** EXCERPTED RECORDS **
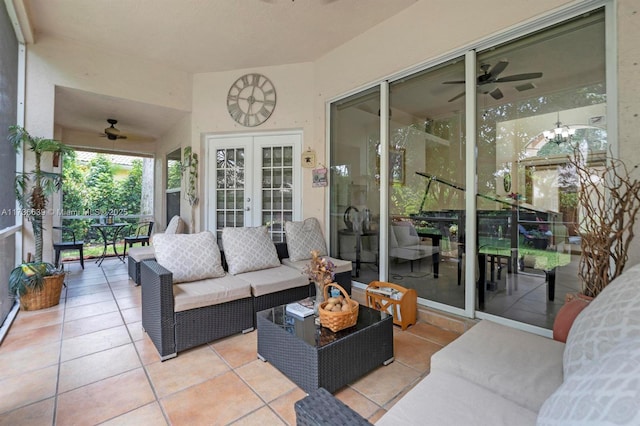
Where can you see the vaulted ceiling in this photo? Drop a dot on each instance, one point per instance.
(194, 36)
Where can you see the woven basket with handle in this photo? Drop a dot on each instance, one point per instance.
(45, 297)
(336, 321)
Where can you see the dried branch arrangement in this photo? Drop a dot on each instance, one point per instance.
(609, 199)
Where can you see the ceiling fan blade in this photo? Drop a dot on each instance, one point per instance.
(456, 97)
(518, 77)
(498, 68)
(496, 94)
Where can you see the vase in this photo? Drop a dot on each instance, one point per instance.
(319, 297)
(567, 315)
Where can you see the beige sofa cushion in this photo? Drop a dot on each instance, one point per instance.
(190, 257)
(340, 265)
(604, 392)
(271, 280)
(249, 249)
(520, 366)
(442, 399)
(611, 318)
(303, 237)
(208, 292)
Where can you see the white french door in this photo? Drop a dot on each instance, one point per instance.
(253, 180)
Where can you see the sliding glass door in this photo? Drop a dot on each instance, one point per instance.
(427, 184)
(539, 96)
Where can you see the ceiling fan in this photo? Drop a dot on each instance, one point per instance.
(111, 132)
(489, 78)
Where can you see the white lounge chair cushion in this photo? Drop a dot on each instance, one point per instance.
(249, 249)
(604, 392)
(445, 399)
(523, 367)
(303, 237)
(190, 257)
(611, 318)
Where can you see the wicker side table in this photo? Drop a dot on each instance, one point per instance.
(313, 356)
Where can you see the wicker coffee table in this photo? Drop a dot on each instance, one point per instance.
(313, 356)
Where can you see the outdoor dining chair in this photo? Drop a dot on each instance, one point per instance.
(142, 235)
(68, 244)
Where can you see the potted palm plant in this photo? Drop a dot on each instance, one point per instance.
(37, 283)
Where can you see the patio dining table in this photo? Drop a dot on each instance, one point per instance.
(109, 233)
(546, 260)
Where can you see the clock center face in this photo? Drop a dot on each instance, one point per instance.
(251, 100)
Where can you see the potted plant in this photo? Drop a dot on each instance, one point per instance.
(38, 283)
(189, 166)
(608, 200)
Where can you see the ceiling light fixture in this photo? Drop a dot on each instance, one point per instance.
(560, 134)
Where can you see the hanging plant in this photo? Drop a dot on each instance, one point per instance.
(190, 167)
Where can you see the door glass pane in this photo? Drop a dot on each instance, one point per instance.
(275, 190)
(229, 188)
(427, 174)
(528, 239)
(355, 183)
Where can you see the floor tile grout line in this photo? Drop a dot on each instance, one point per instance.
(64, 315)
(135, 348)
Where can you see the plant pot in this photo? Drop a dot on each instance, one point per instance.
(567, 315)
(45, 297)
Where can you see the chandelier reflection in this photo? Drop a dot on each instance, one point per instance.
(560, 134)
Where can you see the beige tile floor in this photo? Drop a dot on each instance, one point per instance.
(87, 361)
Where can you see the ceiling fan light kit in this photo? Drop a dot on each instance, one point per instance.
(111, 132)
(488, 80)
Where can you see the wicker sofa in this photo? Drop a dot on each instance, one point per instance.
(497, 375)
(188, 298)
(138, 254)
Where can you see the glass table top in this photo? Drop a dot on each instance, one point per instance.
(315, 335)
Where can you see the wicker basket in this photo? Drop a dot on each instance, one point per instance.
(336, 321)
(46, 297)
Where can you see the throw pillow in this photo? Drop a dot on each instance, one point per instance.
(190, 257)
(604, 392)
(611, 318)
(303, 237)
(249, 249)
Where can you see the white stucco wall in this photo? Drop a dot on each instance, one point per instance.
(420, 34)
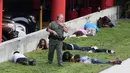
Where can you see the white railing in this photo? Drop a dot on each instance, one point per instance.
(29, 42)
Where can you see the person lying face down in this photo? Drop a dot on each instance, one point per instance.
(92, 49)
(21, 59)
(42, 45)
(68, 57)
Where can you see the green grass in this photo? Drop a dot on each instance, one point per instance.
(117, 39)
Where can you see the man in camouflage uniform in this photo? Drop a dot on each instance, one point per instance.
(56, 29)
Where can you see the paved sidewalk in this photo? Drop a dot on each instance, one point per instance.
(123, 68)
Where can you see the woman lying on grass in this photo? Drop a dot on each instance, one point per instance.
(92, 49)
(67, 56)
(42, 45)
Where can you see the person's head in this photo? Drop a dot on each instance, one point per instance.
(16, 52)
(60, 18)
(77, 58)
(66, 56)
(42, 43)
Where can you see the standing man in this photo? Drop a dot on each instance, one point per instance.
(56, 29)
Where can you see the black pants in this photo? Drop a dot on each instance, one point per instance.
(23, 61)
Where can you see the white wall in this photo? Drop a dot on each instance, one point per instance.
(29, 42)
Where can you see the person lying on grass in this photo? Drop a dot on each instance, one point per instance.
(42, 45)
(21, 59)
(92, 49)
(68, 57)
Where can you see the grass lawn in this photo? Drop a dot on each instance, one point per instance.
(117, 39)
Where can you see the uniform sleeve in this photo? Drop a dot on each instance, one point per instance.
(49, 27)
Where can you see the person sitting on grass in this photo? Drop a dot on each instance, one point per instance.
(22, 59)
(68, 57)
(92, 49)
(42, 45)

** YOUR ASSIGNMENT **
Everything in the records must be transcribed exactly, except the pictures, which are left out.

** THE COMPLETED TASK **
Where can you see the vaulted ceiling in this photo? Drop a dot on each instance, one point per instance.
(194, 36)
Where can you see the woven basket with handle in this photo? Drop a dot on each instance, one point per instance.
(45, 297)
(336, 321)
Where can you see the dried branch arrangement in this photo? Drop a dot on each instance, one point per instance.
(609, 199)
Where can you see the ceiling fan blade in this photo? Drop a dot on each instance, one point per instance.
(456, 97)
(518, 77)
(498, 68)
(496, 94)
Where can you see the vase in this photo? Drop a dot on each instance, one point per instance.
(319, 297)
(567, 315)
Where can you see the beige sofa cushion in this photo? Drop a dot on each instance, one point per instance.
(190, 257)
(340, 265)
(604, 392)
(271, 280)
(249, 249)
(520, 366)
(442, 399)
(611, 318)
(303, 237)
(208, 292)
Where can you see the white french door in this photo? Drop a dot on each instance, one point per instance.
(253, 180)
Where can you see the sliding glass door in this photo? Drop a dot on each instance, one point per instance.
(427, 184)
(539, 96)
Where can you see the ceiling fan in this photo? Drop a dot on each instance, one point per instance.
(111, 132)
(489, 78)
Where can you see the white lounge chair cushion in this photo? Drop a dot on each instance, one point per instance.
(249, 249)
(604, 392)
(445, 399)
(523, 367)
(303, 237)
(190, 257)
(611, 318)
Where can you see the wicker side table in this photo? Drop a dot on each instance, one point per instance.
(313, 356)
Where can you see the wicker coffee table in this photo? Drop a dot on each instance, one point per instance.
(313, 356)
Where can you see the outdoor dining chair in this photo? Drop a dot on each instance, one point per instance.
(142, 235)
(68, 244)
Where can you see the potted palm plant in this photo? Drop a dot on each instance, one point per instance.
(37, 283)
Where can you see the patio dining table in this photo? Drop a dot on each instance, one point per instance.
(109, 233)
(546, 260)
Where can you see the clock center face in this photo? Drop a dot on each instance, one point per instance.
(251, 100)
Where can you see the potted plant in this photo? Drop a dot on each instance, one point per instance.
(38, 283)
(189, 166)
(608, 200)
Where can you see the ceiling light fixture in this photo? Drop a dot on each instance, one point per instance.
(560, 134)
Where can you see the hanging plant in this photo? Drop a dot on each instance, one point per instance.
(190, 167)
Where can you see the door glass pane in this photo? Drop a dot on each instance, one point per instance.
(275, 190)
(229, 188)
(427, 174)
(528, 239)
(355, 183)
Where can you see the floor tile grout line in this photo? Drop a dot on each instance, one point per instance.
(64, 315)
(135, 348)
Where can you see the plant pot in this photo? Drop a dot on each instance, one point per instance.
(567, 315)
(45, 297)
Where can you see the chandelier reflection in this photo? Drop a dot on each instance, one point per instance.
(560, 134)
Where can you see the beige tile floor in this photo? Drop a dot on each instance, one point per instance.
(87, 361)
Where can you see the ceiling fan light kit in this photo? Drop a dot on each instance, one point per instance.
(111, 132)
(488, 80)
Where can you see the wicker sofa in this photo? Drop a dot on each instance, one point per instance.
(497, 375)
(188, 298)
(138, 254)
Where can you see the glass table top in this photo? Drop a dot on each instance, one point per instance.
(315, 335)
Where can you see the wicker basket in this photo? Drop a dot on each instance, one point per instance.
(336, 321)
(46, 297)
Where can you see the throw pillow in this photo? Drop a dot on each instance, one point per instance.
(190, 257)
(604, 392)
(611, 318)
(303, 237)
(249, 249)
Where can you see the white stucco wall in this photo? Drop a dot on each instance, one point per instance.
(420, 34)
Where can you see the white railing in this photo? Drop a dot on each instance, one point per instance.
(29, 42)
Where can you see the person lying face down in this photo? Drop a dot on each instance, one point per instance.
(92, 49)
(21, 59)
(42, 45)
(68, 57)
Where can you see the green grass in this photo? Drop a dot on each instance, one point per instance.
(117, 39)
Where can you see the man in camouflage uniform in this photo? Drop a dot on each instance, one point per instance.
(56, 29)
Where can you see the paved sidewalk in this photo? Drop a dot on each instance, one point per instance.
(123, 68)
Where can you see the woman lying on grass in this photo? Drop a dot on each instance, one point per instance.
(92, 49)
(67, 56)
(42, 45)
Where can you see the person's head in this photo? Drop a dot on each instance, one point per instance.
(16, 52)
(60, 18)
(77, 58)
(66, 56)
(42, 43)
Where can you see the standing man in this photo? Drop a dot on each instance, one point per instance.
(56, 29)
Where can you see the black pants in this photo? Drop a dot on each instance, one point per instance.
(23, 61)
Where can you see the white wall in this photo? Drop a dot on each instance, one point per instance.
(29, 42)
Where can you see the person lying on grass in this photo? Drop a dot on each instance, one point per instance.
(42, 45)
(21, 59)
(92, 49)
(68, 57)
Where can you see the grass lawn in this photo? Drop a dot on each instance, one point per instance.
(117, 39)
Where can you see the uniform sleeve in this photo? Drop a dot on each instance, one point per instance.
(49, 27)
Where can you see the person sitting on grass in this photo? Drop a dot on each instance, one point per instance.
(22, 59)
(68, 57)
(92, 49)
(42, 45)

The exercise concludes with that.